Aufgaben:
1. Beantworten Sie anhand des Textes zur Fahrradausstattung folgende Fragen:
(a) Womit werden Kinder in Gruppen laut Text mittlerweile ausgestattet?
(b) Was hatte das Aufrechtfaltrad nicht?
(c) Wie lange fühlt sich die schreibende Person in der hohen Position auf dem Up mindestens sehr unangenehm?
2. Nennen Sie alle Ausrüstungsgegenstände, die der Text zur Fahrradausstattung zur Kennzeichnung oder Verkehrssicherheit erwähnt.
3. Schreiben Sie den Text zur Fahrradausstattung im Anschluss an seinen letzten Satz weiter.

Textauszug:
Kopfkino: Reiseführer zu Fuß mit Fähnchen in den Farben seiner Reisegruppe.
Wart's nur ab, mittlerweile werden ja bereits Kinder in Gruppen ganz gerne mit Westen in Neonfarben ausgestattet. Bis zum Fähnchen dauert es dann nicht mehr allzu lange. Es ist ja aber ein umstrittenes Thema und in der Realität werden niedrige Fahrräder bzw. Fahrradanhänger gerne mit Fähnchen markiert. Insofern ist es dem Autor des Artikels nicht anzukreiden, daß er auf die Zusatzkosten dafür hinweist; bei einem so teuren Rad sollten meines Erachtens nach die Komponenten zur Verkehrssicherheit im Preis enthalten sein, zumindest in einfacher Ausführung. Andererseits werden bei Rennradtests auch nicht die fehlenden Reflektoren bemängelt und kommentiert. Es ist eben eine Frage der Erwartungshaltung und ich kann dem Autor des Artikels wenige Vorwürfe machen.
Mit ging es umgekehrt: Meine Liegen haben Spiegel, das sehr selten selbst benutzte Aufrechtfaltrad hatte keinen. Ich fühlte mich dermaßen unwohl, dass ich froh war, noch einen in der Kiste zu haben und ihn nicht erst kaufen zu müssen.
Ich werde mir für das Up auch demnächst einen Spiegel besorgen und es ist mir mittlerweile auch zu hoch, ich fühle mich in dieser hohen Position zumindest die erste halbe Stunde lang sehr unangenehm. Auch die empfindliche Reaktion auf Verzögerung durch Bremsen mißfällt mir zunehmend. Und das ist kein supertolles Rennrad, sondern ein wenig aufregendes Standard-Trekkingrad.

Datenauszug:
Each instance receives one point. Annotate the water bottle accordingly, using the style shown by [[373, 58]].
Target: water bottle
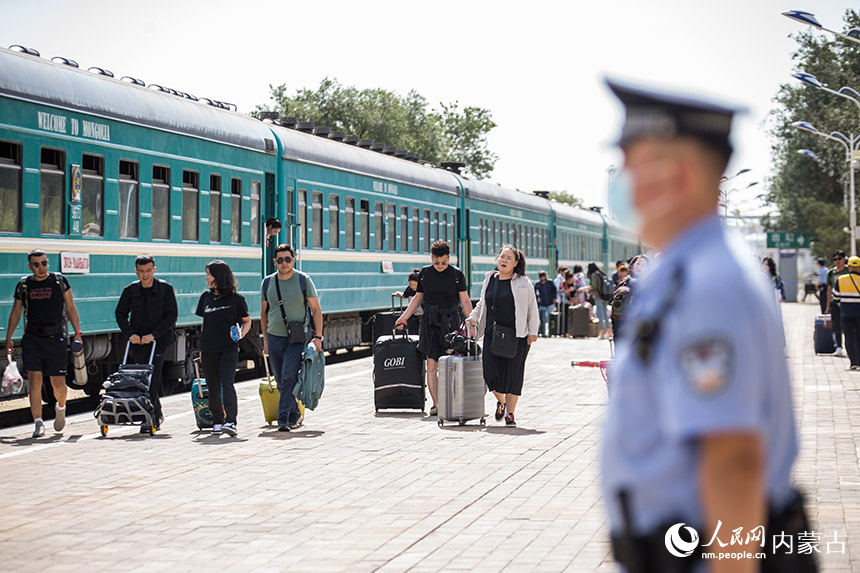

Lösungen:
1.
(a) Mit Westen in Neonfarben.
(b) Einen Spiegel.
(c) Die erste halbe Stunde lang.

2. Fähnchen, Westen in Neonfarben, Reflektoren, Spiegel

3.
Die Leute vergessen gerne, wie viel Zeit sie für das Erlernen andere Fahrzeuge u.ä. benötigt haben und wieviele Bodenberührungen sie hatten. Wer hat Laufrad ohne Stürze gelernt und konnte danach sicher Aufrechtfahrrad fahren? Wer hatte als Rollschuhanfänger nicht reichlich Bodenkontakt und hat sich auf Schlittschuhen langgemacht, obwohl er die Rollschuhe beherrschte? Ich habe sogar mein erstes Trike umgeworfen, obwohl ich vorher zehntausende Kilometer auf dem Kurzlieger gefahren bin.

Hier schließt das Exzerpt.